**DOCUMENT EXCERPT**
----------

Restatement § 14 Infants
Unless a statute provides otherwise, a natural person has the capacity to incur only voidable contractual duties until the beginning of the day before the person’s eighteenth birthday.
Restatement § 89 Promise to Perform a Voidable Duty
Except as stated in § 93, a promise to perform all or part of an antecedent contract of the promisor, theretofore voidable by him, but not avoided prior to the making of the promise, is binding.
Restatement § 161 When Non-Disclosure Is Equivalent to an Assertion
A person’s non-disclosure of a fact known to him is equivalent to an assertion that the fact does not exist in the following cases only:
(a) where he knows that disclosure of the fact is necessary to prevent some previous assertion from being a misrepresentation or from being fraudulent or material.
(b) where he knows that disclosure of the fact would correct a mistake of the other party as to a basic assumption on which that party is making the contract and if non-disclosure of the fact amounts to a failure to act in good faith and in accordance with reasonable standards of fair dealing.

----------

**RECORD SET**

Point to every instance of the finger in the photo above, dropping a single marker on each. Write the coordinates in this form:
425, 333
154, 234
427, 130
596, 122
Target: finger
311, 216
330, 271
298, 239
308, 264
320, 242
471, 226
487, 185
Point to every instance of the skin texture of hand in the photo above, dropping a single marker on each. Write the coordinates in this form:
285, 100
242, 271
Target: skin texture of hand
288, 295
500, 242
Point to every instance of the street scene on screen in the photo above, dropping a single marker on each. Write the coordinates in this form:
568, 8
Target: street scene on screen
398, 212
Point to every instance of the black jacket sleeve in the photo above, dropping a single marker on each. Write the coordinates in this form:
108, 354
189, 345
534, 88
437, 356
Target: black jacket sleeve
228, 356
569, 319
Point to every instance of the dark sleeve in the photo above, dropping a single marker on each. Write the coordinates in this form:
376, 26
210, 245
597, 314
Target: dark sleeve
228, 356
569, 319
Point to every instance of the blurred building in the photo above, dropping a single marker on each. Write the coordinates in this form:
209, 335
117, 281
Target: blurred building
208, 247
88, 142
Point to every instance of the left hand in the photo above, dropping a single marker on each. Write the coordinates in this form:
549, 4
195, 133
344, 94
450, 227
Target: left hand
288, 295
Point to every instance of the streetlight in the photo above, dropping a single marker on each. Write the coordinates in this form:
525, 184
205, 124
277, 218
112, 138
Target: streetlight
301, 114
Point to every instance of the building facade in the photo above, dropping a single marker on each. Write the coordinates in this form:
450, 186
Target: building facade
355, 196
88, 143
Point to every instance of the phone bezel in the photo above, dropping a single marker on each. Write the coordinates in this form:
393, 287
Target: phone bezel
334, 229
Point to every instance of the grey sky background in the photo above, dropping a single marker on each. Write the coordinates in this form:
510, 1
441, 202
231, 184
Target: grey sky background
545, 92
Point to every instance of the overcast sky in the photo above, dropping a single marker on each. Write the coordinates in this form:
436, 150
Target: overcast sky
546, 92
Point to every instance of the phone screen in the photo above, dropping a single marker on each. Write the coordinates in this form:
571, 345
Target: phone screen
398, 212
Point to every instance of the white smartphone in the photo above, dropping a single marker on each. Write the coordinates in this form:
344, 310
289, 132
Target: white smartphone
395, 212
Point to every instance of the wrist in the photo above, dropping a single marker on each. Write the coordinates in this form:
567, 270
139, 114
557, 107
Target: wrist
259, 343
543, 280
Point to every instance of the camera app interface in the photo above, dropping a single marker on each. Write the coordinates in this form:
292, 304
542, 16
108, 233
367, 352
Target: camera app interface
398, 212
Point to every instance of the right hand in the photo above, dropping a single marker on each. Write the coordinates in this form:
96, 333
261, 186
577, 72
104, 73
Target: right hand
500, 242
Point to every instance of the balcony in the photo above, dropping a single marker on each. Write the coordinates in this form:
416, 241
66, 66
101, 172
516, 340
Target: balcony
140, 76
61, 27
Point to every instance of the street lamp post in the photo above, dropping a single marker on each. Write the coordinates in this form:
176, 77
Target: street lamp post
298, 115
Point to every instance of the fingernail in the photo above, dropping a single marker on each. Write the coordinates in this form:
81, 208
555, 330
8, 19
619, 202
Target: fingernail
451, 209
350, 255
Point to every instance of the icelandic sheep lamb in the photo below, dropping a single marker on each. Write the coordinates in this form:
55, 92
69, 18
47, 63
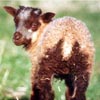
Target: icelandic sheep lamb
60, 48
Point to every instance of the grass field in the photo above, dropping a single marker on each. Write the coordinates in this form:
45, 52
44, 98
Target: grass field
15, 66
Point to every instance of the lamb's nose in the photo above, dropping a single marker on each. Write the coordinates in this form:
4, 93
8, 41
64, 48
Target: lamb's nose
17, 36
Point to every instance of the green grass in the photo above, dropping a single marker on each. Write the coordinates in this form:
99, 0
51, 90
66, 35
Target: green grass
15, 65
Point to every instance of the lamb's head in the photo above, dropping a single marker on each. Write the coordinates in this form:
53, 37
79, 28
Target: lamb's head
29, 22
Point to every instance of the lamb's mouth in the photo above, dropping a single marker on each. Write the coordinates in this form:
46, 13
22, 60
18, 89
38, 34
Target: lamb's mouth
23, 41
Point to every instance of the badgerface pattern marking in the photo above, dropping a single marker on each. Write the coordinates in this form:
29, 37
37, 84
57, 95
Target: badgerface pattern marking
60, 48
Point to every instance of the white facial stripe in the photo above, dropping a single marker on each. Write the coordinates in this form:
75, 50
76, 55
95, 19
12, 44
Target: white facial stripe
34, 36
24, 14
67, 48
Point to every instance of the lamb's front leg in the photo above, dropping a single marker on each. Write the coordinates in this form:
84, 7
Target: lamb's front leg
42, 89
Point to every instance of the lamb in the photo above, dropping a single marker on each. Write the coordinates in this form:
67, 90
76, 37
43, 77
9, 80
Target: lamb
58, 48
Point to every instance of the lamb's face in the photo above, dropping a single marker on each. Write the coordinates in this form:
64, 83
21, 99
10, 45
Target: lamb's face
28, 22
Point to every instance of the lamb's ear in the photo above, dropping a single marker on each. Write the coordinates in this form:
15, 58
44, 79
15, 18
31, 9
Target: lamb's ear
47, 17
12, 11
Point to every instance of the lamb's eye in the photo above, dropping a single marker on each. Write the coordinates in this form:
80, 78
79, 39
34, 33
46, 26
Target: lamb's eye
34, 25
28, 24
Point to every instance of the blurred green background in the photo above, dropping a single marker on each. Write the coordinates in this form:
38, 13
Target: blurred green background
15, 65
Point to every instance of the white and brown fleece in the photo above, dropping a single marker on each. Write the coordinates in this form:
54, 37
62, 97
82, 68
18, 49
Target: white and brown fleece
60, 48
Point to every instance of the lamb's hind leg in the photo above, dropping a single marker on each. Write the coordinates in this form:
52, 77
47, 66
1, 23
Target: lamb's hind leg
78, 88
42, 89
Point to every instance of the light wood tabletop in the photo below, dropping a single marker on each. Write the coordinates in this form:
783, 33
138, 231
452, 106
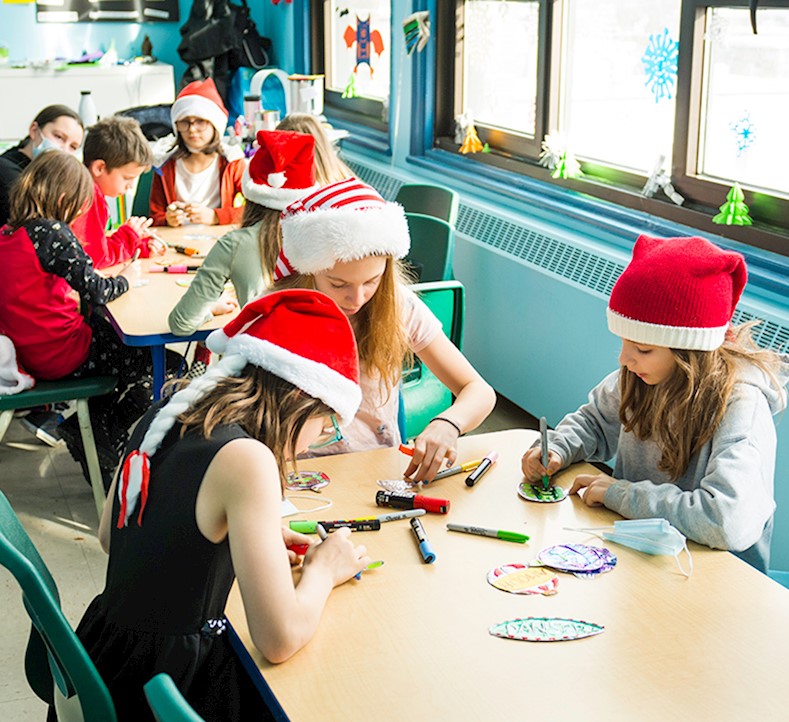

----------

Retype the Restatement excerpt from "Restatement § 89" to "fraudulent or material.", keeping every word and punctuation mark unchanged.

Restatement § 89 Promise to Perform a Voidable Duty
Except as stated in § 93, a promise to perform all or part of an antecedent contract of the promisor, theretofore voidable by him, but not avoided prior to the making of the promise, is binding.
Restatement § 161 When Non-Disclosure Is Equivalent to an Assertion
A person’s non-disclosure of a fact known to him is equivalent to an assertion that the fact does not exist in the following cases only:
(a) where he knows that disclosure of the fact is necessary to prevent some previous assertion from being a misrepresentation or from being fraudulent or material.